Input for this task
------------------------------------------------

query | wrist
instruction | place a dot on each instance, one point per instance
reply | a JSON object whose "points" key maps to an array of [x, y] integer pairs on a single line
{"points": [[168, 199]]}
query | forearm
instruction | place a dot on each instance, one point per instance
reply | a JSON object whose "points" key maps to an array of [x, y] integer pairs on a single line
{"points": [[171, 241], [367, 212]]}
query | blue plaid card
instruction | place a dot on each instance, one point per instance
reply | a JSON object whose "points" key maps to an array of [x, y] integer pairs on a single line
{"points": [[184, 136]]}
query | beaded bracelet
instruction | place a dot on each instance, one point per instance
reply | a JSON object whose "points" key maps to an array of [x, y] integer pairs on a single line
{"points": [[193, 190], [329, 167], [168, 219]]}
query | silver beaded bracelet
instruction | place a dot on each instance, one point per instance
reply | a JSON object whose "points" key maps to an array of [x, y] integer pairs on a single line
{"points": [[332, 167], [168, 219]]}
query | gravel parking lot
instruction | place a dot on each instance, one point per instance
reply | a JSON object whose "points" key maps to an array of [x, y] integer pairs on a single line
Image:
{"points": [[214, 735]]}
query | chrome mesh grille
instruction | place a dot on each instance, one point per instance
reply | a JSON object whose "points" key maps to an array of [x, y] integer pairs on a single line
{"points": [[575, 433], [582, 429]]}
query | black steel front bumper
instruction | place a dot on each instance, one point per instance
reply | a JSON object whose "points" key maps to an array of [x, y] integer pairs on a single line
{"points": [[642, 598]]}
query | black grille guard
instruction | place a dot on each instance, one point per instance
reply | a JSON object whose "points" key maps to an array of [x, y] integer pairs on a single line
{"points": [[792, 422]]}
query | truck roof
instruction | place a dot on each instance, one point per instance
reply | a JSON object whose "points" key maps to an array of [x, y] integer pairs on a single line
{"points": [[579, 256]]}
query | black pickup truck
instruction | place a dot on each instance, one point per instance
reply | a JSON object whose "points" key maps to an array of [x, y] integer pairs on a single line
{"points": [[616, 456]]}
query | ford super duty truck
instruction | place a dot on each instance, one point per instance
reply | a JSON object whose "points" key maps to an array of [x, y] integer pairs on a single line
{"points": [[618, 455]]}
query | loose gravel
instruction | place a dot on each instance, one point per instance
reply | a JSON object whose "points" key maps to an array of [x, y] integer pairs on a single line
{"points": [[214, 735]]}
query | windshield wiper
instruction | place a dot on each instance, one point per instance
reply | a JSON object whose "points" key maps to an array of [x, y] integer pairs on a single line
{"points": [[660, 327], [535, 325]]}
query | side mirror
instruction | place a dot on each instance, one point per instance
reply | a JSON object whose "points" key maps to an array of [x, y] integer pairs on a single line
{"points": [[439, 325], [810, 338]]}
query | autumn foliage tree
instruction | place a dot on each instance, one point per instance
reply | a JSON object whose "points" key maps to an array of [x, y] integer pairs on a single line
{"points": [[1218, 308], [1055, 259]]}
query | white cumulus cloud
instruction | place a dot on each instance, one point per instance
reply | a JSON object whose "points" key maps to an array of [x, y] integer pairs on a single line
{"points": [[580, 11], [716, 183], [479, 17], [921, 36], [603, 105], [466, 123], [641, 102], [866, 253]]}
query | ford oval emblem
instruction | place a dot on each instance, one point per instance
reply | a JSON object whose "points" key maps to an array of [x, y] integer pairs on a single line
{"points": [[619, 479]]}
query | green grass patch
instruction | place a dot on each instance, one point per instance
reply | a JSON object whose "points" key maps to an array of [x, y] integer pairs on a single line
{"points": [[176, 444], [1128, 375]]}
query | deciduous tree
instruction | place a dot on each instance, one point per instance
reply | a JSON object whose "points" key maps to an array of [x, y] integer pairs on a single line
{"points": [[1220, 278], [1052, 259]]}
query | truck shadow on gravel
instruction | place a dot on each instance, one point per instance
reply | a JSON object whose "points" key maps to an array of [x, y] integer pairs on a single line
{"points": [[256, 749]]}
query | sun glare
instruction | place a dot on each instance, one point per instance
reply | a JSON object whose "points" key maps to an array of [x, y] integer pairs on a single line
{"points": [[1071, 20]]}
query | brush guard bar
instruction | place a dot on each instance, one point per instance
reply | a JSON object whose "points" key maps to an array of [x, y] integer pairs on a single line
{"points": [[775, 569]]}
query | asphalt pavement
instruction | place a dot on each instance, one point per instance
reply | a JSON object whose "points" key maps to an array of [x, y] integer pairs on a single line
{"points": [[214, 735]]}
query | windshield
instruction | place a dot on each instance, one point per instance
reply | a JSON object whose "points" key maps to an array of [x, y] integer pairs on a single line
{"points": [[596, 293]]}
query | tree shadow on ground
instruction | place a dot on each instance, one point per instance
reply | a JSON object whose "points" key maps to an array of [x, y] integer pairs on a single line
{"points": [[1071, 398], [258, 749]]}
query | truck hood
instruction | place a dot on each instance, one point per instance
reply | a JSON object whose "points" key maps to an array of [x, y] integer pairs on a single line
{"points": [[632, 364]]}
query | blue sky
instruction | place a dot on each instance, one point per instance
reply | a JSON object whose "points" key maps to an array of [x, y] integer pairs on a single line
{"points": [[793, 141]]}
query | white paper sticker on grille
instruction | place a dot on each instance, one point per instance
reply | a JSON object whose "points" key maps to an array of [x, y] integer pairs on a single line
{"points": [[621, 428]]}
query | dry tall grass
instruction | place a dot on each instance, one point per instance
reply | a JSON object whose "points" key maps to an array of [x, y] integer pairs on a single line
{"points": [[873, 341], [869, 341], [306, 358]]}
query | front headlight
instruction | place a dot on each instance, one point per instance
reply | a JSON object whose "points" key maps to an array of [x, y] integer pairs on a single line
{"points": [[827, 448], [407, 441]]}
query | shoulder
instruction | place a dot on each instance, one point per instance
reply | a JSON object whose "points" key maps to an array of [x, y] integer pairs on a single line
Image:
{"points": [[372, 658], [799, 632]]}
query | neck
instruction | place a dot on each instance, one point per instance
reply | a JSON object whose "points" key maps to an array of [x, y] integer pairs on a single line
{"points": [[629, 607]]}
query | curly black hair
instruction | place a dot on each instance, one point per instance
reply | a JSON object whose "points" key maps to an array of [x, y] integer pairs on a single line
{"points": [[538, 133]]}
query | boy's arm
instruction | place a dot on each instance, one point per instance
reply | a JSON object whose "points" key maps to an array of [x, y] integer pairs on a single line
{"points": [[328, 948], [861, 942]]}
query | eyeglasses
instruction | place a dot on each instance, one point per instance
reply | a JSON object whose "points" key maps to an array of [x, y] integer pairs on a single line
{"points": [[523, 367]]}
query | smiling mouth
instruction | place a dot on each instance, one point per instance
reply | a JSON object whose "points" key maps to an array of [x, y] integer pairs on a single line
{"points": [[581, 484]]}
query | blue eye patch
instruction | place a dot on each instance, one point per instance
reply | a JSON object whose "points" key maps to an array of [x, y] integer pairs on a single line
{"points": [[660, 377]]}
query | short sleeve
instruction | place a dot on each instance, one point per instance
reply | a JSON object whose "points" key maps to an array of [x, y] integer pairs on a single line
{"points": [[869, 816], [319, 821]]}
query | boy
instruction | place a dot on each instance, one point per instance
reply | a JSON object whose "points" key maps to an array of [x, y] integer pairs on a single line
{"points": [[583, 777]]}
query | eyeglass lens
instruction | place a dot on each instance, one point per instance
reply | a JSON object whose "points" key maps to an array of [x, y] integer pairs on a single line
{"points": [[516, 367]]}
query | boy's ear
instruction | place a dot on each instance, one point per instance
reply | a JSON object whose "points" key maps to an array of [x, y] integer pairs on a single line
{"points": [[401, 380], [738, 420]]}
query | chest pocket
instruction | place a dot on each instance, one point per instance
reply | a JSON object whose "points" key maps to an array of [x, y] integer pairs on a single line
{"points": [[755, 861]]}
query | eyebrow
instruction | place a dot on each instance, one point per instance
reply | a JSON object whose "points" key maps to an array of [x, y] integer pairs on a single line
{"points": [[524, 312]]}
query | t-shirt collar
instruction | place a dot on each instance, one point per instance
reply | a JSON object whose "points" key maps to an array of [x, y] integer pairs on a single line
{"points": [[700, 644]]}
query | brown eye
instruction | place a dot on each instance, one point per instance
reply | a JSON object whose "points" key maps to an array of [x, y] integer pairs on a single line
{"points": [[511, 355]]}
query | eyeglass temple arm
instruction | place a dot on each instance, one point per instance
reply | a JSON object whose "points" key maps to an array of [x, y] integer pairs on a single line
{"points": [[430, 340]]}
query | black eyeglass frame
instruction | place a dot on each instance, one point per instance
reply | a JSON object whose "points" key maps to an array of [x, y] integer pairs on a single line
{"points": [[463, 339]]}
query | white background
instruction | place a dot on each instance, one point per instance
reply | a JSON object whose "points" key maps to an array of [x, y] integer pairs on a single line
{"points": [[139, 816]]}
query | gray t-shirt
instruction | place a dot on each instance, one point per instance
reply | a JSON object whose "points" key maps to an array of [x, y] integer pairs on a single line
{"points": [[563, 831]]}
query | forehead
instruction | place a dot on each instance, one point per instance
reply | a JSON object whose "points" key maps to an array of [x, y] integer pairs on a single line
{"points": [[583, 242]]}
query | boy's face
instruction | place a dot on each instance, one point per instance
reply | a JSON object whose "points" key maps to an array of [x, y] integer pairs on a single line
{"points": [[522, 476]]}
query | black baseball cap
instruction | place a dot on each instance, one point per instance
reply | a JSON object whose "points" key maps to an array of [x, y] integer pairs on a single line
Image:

------------------------------------------------

What you need to do
Restate word for word the entries above, starting at the line with "query | tree shadow on ground" and ending at the line with "query | blue sky", inclusive, and no others.

Response
query | tree shadow on ground
instruction | place a dot on each instance, one point per instance
reply | a JSON object whose "points" key maps to an array of [x, y] integer pairs on a single line
{"points": [[1071, 398], [258, 749]]}
query | truck hood
instruction | place a dot on each instance, one point per instance
reply | a JSON object whose "points" key maps to an array of [x, y] integer pairs on a single line
{"points": [[632, 364]]}
query | blue sky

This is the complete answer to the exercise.